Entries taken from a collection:
□ □ □

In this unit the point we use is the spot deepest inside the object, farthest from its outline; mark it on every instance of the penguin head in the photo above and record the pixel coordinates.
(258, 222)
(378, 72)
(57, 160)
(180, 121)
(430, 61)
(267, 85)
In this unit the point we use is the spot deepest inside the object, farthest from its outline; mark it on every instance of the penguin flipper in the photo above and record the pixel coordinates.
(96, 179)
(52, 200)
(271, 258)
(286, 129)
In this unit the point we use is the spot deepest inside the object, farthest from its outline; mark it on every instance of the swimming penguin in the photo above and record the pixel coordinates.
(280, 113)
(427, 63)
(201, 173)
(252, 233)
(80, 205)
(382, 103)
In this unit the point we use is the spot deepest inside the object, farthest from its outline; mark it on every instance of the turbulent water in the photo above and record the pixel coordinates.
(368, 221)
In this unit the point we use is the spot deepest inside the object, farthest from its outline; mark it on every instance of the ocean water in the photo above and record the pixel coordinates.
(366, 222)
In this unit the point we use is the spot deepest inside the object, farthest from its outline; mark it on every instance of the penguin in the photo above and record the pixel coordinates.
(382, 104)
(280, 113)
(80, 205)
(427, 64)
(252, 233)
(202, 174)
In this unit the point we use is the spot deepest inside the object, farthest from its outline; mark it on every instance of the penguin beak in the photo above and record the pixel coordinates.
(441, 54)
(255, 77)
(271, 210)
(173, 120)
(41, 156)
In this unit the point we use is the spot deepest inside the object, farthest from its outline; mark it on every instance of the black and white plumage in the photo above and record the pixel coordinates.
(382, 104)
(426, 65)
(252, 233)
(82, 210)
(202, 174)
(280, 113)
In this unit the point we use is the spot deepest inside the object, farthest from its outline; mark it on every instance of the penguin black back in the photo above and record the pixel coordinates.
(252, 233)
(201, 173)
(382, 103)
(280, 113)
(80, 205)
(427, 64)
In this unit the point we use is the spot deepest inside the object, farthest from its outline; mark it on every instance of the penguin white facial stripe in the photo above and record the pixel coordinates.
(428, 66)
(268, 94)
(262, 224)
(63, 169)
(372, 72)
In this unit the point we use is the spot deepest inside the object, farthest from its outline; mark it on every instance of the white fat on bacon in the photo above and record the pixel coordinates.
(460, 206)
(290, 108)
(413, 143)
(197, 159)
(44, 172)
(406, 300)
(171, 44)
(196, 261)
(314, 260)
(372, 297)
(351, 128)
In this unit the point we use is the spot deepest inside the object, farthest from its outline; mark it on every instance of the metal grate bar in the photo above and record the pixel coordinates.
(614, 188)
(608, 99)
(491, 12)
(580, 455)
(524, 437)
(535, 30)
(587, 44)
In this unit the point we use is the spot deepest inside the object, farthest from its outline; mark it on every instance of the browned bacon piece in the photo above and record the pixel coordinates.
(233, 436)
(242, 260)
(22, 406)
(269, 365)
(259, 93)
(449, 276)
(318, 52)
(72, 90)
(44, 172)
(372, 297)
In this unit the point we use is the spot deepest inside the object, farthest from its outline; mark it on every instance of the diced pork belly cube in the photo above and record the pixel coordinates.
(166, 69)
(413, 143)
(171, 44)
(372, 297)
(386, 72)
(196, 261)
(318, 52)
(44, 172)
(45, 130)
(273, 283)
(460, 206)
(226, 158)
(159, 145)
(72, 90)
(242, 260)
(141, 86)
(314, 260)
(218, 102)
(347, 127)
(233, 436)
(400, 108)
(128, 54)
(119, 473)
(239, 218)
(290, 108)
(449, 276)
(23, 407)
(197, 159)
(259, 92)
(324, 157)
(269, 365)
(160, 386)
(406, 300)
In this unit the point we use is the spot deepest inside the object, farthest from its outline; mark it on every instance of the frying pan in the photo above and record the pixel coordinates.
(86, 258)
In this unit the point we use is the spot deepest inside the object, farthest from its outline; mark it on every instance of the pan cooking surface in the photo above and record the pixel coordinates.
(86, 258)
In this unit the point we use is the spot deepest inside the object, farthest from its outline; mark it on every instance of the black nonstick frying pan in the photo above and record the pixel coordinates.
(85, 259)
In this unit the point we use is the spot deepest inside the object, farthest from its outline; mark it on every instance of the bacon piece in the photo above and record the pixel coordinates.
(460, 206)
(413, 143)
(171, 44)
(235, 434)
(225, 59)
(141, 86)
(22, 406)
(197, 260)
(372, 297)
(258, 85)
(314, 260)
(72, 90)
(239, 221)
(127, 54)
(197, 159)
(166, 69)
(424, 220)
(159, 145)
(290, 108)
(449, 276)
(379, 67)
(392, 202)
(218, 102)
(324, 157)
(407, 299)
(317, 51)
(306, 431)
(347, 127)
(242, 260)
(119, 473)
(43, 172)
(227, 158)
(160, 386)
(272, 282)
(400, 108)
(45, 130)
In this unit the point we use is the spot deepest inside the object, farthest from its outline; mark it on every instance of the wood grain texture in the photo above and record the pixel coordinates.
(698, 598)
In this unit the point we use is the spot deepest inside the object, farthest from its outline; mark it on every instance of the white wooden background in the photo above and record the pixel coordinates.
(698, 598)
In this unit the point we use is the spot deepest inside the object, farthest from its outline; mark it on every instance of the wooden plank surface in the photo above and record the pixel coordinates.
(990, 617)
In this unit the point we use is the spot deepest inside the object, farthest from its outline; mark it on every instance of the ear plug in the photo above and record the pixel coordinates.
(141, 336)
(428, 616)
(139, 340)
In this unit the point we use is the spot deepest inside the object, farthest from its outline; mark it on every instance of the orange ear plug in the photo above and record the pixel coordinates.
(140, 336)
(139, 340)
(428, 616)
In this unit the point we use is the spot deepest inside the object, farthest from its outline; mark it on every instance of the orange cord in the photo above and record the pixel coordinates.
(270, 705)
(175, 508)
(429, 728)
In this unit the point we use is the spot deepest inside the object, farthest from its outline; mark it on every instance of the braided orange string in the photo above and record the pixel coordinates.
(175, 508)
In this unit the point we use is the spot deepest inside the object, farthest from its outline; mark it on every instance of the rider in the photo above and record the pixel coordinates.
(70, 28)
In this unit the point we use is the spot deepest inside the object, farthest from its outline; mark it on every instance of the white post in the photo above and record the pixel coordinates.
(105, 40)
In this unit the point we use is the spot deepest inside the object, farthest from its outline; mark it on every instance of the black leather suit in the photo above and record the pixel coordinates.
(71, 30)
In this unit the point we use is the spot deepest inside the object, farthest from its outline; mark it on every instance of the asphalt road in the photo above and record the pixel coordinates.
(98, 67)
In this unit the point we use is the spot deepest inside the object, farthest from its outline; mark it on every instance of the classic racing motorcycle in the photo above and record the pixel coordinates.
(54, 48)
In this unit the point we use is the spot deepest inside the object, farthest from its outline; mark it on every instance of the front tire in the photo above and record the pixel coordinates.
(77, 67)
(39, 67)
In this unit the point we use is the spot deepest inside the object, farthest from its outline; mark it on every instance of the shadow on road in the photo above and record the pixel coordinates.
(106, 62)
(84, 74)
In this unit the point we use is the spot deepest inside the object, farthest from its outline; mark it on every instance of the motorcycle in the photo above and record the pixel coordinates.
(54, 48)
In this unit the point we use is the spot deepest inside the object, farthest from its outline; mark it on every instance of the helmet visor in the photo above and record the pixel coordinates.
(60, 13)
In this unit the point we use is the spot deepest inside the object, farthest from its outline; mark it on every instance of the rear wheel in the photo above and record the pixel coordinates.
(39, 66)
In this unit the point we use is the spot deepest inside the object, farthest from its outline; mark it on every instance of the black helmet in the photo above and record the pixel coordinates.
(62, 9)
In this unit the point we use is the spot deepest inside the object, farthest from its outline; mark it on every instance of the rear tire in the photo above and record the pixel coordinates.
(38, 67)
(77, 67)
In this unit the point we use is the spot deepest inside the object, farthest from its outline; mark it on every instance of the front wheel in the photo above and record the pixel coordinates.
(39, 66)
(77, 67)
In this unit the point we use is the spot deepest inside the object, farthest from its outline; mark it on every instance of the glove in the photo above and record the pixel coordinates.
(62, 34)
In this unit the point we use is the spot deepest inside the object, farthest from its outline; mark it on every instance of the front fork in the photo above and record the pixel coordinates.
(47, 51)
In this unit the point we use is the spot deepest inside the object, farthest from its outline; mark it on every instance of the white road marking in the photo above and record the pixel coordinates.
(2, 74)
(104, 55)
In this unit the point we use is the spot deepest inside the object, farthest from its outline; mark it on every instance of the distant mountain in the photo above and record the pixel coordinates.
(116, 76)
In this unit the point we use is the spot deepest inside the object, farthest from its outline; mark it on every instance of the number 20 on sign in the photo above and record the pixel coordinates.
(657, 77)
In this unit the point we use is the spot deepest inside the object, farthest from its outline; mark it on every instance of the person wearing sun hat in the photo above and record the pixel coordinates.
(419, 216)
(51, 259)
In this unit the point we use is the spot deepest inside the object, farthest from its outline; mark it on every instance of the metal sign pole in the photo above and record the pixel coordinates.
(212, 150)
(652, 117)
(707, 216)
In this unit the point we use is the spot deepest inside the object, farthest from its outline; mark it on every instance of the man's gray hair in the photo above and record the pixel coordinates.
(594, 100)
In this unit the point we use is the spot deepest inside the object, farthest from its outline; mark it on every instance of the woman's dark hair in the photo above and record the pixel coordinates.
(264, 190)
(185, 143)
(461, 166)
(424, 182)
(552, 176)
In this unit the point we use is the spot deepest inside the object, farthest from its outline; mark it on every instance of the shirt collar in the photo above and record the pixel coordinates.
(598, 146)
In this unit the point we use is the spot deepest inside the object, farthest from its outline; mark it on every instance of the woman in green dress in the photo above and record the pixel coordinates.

□ □ □

Your instructions: Pull out every line from the one with "the white road" to the end of the listing, and output only those.

Response to this exercise:
In this unit the point we use is the spot deepest inside the object, farthest from its outline; mark it on every instance of the white road marking in the photo above and record the pixel coordinates.
(2, 74)
(104, 55)
In this unit the point we use is the spot deepest inside the object, farthest from its outline; mark it on every instance of the distant mountain in the photo above and record the pixel coordinates.
(116, 76)
In this unit the point we use is the spot deepest inside the object, farthest from its outline; mark it on every instance of the number 20 on sign in the photo above and record the pixel coordinates.
(657, 77)
In this unit the point we use is the spot deepest inside the object, farthest from its outline; mark it on every instance of the person wearing sun hat in the photo above and record the pixel coordinates.
(419, 216)
(51, 259)
In this unit the point we use is the spot deepest inside the object, farthest from its outline; mark it on every instance of the metal sign pole in the photo above and record the pixel coordinates.
(212, 150)
(652, 117)
(707, 216)
In this unit the point we use is the spot deepest inside the object, farthest from its outline; mark it on every instance of the man's gray hair in the photo above and record the pixel coordinates.
(594, 100)
In this unit the point we use is the spot deepest inside the object, farthest from its outline; mark it on every instance of the woman's dark hair in the photo above and record the pixel coordinates.
(264, 190)
(185, 143)
(461, 166)
(424, 182)
(552, 176)
In this unit the point we use is the spot deepest inside the object, farthest from its outline; mark it on every instance of the shirt collar in the photo above and record the pixel coordinates.
(598, 146)
In this unit the point we use is the spot deepest inside the object, farthest from its outline; mark it on every instance of the woman in green dress in the photo above and record the pixel coordinates.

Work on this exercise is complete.